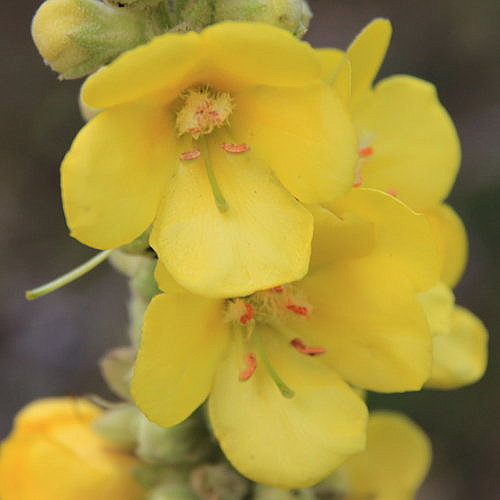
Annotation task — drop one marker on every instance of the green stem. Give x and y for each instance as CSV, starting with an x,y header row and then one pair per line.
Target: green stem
x,y
220,201
68,277
284,389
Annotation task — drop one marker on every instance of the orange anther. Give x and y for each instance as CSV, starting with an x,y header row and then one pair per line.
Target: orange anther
x,y
364,152
300,310
235,148
245,318
304,349
190,155
251,362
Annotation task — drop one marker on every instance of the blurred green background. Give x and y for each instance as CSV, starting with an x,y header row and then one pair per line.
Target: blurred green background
x,y
51,346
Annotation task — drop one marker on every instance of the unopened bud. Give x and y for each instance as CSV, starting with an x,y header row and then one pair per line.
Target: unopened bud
x,y
184,443
120,426
218,481
292,15
263,492
139,4
76,37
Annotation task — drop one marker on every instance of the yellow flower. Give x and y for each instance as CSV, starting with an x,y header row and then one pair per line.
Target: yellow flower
x,y
408,143
276,365
396,460
229,127
409,148
53,453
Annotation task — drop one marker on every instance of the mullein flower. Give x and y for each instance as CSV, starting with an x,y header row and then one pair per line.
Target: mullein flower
x,y
409,148
408,143
232,129
396,460
53,452
276,364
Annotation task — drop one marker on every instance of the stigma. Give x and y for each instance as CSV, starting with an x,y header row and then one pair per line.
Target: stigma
x,y
203,110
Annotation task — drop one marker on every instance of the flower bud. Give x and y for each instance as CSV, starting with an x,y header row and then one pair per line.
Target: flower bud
x,y
140,4
120,426
219,481
76,37
292,15
263,492
53,452
184,443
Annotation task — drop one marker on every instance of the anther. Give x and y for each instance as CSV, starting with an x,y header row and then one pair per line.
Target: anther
x,y
235,148
299,310
364,152
246,317
190,155
251,362
304,349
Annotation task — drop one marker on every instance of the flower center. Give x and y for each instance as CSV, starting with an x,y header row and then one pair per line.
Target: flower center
x,y
272,307
203,110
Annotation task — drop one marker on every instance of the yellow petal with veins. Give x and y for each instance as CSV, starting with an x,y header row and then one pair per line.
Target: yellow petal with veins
x,y
305,136
365,313
366,54
113,176
183,340
164,63
452,242
416,151
460,357
261,241
402,235
397,457
284,442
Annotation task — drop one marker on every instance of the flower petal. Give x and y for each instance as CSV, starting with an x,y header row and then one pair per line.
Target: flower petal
x,y
460,358
438,303
452,242
366,54
397,457
113,175
183,340
366,315
287,443
304,134
263,240
416,148
339,238
258,54
164,62
401,234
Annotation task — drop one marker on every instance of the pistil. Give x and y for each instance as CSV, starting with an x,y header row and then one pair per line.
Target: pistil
x,y
219,199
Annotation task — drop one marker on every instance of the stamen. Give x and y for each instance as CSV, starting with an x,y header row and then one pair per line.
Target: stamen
x,y
219,199
304,349
190,155
364,152
235,148
245,318
283,388
300,310
251,362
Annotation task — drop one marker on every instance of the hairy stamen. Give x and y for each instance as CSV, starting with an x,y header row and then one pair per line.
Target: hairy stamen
x,y
304,349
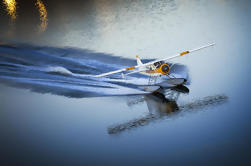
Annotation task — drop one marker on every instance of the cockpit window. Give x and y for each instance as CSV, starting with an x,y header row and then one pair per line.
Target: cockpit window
x,y
158,64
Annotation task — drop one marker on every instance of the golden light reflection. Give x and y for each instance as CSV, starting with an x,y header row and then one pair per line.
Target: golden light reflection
x,y
43,15
11,8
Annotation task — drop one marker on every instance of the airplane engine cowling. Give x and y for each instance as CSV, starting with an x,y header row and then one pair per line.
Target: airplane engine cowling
x,y
164,69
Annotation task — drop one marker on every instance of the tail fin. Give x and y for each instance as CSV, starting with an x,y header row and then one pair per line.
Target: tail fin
x,y
138,61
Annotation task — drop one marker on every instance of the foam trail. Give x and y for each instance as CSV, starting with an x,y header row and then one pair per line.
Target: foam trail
x,y
68,71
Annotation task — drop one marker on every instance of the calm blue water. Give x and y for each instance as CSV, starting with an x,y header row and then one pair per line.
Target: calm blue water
x,y
52,112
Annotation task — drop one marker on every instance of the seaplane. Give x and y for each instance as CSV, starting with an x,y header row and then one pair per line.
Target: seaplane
x,y
155,69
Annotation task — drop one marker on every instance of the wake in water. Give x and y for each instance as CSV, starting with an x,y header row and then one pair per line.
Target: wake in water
x,y
69,71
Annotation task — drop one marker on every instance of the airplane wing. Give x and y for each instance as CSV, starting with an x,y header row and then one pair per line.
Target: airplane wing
x,y
152,62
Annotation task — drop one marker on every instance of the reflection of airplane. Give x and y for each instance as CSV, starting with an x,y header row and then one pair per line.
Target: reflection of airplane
x,y
154,68
162,105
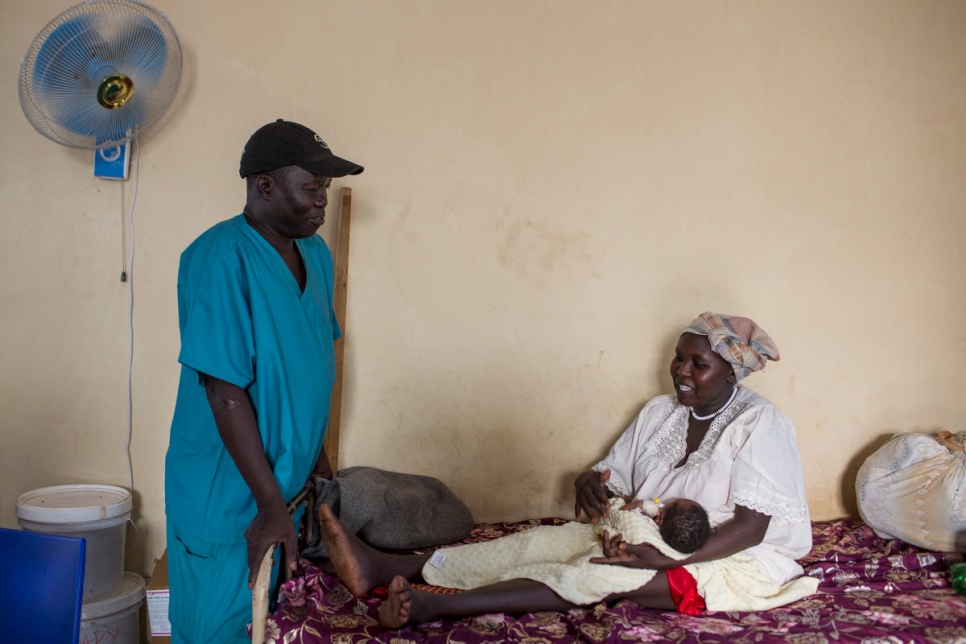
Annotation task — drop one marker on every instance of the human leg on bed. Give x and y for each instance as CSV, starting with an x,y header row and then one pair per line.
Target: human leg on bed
x,y
359,566
406,605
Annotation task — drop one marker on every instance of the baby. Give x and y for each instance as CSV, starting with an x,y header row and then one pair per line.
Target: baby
x,y
683,523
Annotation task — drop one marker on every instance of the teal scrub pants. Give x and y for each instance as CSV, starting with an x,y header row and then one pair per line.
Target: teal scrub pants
x,y
210,601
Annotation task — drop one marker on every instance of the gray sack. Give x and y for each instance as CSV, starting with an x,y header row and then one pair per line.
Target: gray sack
x,y
391,510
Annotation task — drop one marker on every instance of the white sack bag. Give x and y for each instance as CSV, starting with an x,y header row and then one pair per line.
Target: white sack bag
x,y
913,488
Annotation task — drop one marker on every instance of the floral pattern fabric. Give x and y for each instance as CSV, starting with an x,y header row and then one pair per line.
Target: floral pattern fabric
x,y
870,590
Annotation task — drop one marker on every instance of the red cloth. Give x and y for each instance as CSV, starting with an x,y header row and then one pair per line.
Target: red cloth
x,y
684,592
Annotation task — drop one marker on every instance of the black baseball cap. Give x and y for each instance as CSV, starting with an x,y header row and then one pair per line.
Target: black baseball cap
x,y
284,143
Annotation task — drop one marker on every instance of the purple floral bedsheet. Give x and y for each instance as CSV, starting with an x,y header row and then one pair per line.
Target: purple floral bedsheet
x,y
871,590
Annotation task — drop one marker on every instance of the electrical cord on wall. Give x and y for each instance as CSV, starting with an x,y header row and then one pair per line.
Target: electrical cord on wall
x,y
127,275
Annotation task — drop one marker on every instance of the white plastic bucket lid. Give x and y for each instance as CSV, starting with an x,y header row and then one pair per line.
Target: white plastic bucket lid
x,y
129,593
74,503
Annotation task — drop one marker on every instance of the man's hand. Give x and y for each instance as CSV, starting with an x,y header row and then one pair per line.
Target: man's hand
x,y
270,526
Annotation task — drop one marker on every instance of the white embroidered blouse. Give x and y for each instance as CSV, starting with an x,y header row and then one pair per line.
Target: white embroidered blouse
x,y
749,457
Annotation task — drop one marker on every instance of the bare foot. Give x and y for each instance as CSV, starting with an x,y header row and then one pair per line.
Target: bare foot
x,y
350,556
394,612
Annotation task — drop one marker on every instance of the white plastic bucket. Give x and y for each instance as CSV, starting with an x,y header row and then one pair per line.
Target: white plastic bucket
x,y
115,618
97,513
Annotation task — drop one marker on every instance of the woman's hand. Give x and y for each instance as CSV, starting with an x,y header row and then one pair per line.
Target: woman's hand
x,y
617,552
270,526
591,495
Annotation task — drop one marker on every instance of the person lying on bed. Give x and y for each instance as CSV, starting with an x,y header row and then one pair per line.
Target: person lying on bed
x,y
562,556
712,441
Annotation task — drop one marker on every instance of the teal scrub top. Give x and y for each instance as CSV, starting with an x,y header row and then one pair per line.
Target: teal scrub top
x,y
243,319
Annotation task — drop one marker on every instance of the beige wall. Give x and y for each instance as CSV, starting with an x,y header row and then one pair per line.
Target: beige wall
x,y
552,190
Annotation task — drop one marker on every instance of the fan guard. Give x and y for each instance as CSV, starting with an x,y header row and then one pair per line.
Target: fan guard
x,y
100,74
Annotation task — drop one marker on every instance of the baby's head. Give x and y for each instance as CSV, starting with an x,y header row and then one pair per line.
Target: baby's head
x,y
684,525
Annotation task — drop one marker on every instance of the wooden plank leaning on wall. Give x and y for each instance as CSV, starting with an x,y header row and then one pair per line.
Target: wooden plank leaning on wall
x,y
344,222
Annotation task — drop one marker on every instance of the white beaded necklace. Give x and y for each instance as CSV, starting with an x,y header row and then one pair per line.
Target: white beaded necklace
x,y
734,392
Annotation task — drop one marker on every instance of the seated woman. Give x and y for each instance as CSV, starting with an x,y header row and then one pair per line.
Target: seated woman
x,y
713,441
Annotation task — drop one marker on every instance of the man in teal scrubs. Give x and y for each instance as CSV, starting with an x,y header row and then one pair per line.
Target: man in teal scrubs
x,y
258,365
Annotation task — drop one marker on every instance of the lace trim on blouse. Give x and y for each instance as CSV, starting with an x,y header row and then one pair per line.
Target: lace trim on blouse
x,y
780,512
671,438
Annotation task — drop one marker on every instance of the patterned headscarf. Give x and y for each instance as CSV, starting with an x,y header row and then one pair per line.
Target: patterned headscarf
x,y
738,340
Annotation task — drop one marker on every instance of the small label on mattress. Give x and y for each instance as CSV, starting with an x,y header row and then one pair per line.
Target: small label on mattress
x,y
437,559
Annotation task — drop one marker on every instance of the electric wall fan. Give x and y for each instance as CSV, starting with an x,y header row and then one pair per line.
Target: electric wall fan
x,y
100,74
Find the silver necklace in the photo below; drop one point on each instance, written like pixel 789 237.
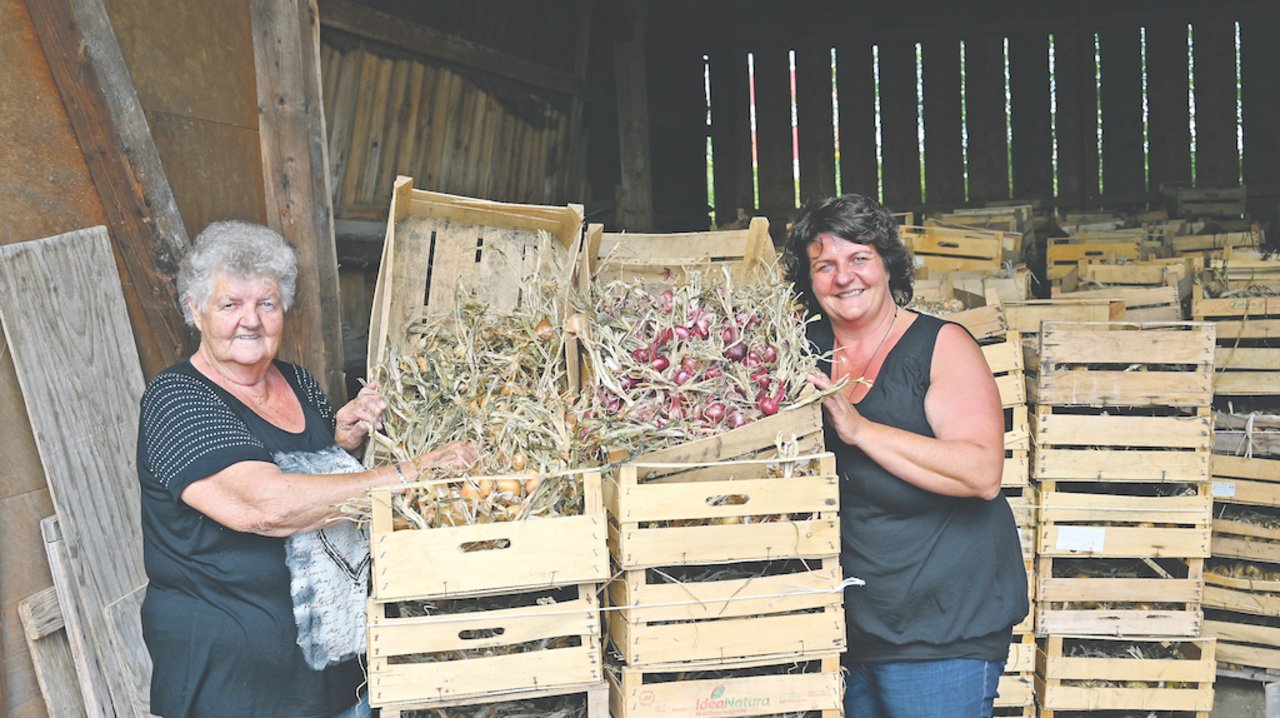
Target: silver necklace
pixel 862 375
^^^^^^^^
**EXERCISE PROMPT**
Each line from the start of the entries to the line holding "of the orange" is to be given again exactly, both ends included, and each picture is to be left out.

**YOUR RESPONSE**
Annotation task — drop one marker on every instance of the green stem. Give x and y for each instance as CSV, starting with an x,y header row and then one pair per line.
Target: green stem
x,y
220,201
68,277
284,389
Annotation task — drop one marker on every instance of the orange anther. Give x and y for each instance as CSV, starting with an x,y header row and then one pair per line.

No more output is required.